Jul 23, 2006 23:35
Money is the root of all evil.
Heard it, understood it... believe it. It would be great if we could live in a society that wasn't built around materialism. I've thought several times about uprooting myself and entering the Amazon just to escape the social norms of America. I think it'd be great to have a canoe, some coconuts and a spear to live with. Strip down to the tighty whiteys and chill in the jungle for many years to come. I still haven't done this regardless of how tempting the idea...
The reason I haven't is because I'm as materialistic as Ken and Barbie. I don't want to have so much money I own a city ie Trump, Turner, Steinbrenner, etc. I don't care about having a private jet. But I can't enter the jungle because I have financial goals. I want to be financially independent and have enough money saved so that I can enter the jungle and return to my estate 5 years later with everything entact. Take 5 years away from running my Fortune 500 company just to pursue a simple life. This idea in itself presents the very root of all evil. I want to be poor... but just for awhile. I want to walk back into wealth at my own convenience. Fact is, I want to have a million DVDs and a billion video games along with a plethera of books. Filling my mind with more useless knowledge in the ultimate pursuit of a trophy bride and a 25 foot yacht. At the same time, enabling myself the power to entertain myself and my friends. Flaunt my materialism and allow everyone I like to enjoy it with me.

________________________________________

INSTRUCTION A.
Answer these about the post on money and materialism:
(i) What three things does the writer picture living with in the jungle?
(ii) After how many years does the writer want to return to the estate?
(iii) How long is the yacht the writer mentions?

GIVEN RECORDS.
________________________________________

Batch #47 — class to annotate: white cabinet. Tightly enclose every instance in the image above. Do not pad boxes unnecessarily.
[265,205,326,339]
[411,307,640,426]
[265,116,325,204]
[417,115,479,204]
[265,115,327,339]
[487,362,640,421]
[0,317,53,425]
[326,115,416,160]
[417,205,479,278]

________________________________________

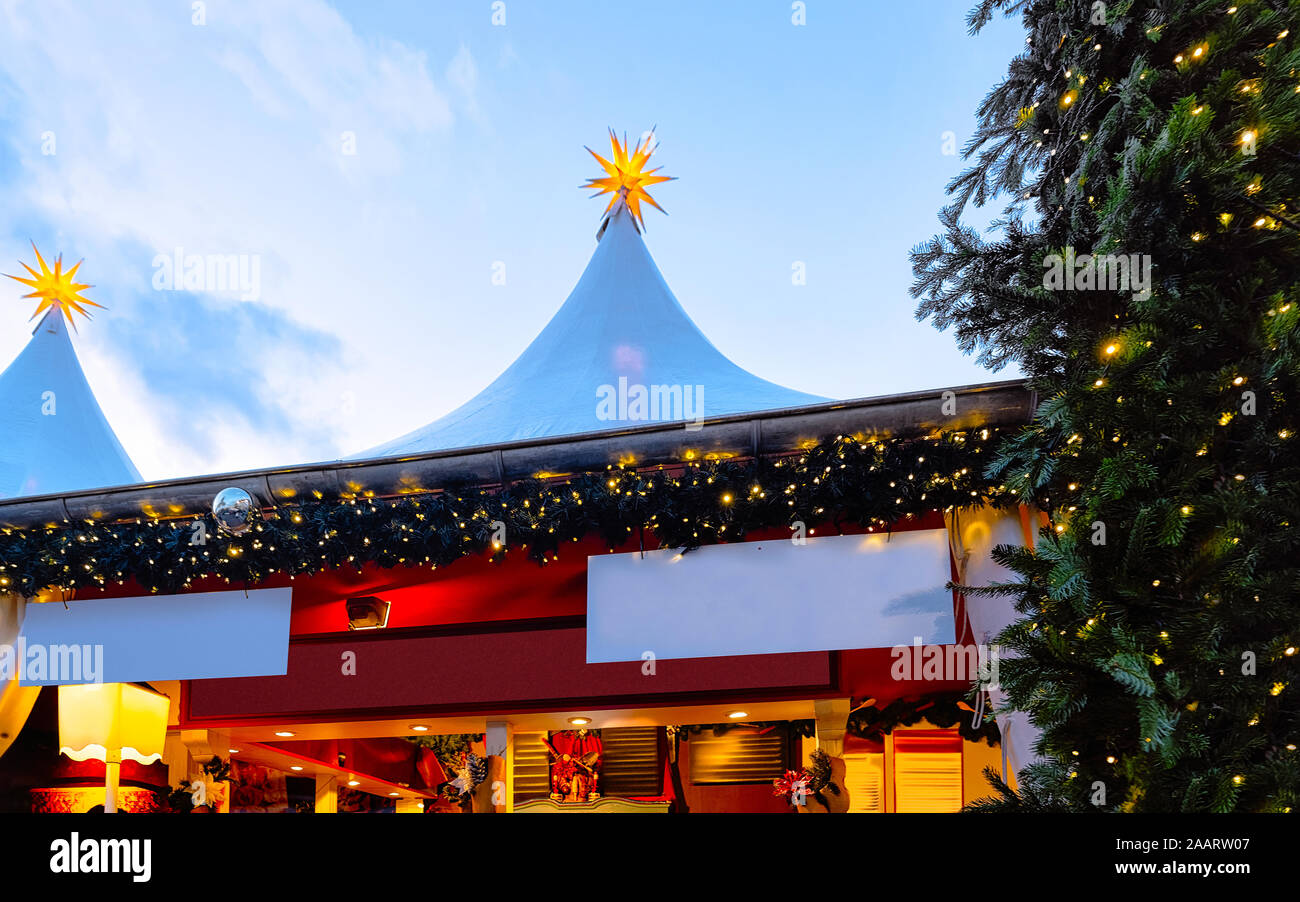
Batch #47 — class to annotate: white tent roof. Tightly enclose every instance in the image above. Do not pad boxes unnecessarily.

________________________________________

INSTRUCTION B. In the listing, rewrite the part that opens with the line containing "Batch #47 — class to annotate: white cabinet." and closes with the line containing "[417,205,479,278]", adding 95 to every coordinate in the bounding boxes.

CORRECT RESPONSE A.
(i) A canoe, some coconuts and a spear.
(ii) 5 years.
(iii) 25 feet.

CORRECT RESPONSE B.
Batch #47 — class to annotate: white cabinet. Tightly enclose every instance in the image above. Do not pad boxes unnecessarily.
[360,300,421,434]
[506,402,735,521]
[360,211,420,299]
[512,210,574,299]
[360,210,422,434]
[582,457,735,516]
[95,412,148,520]
[421,210,511,255]
[512,300,574,373]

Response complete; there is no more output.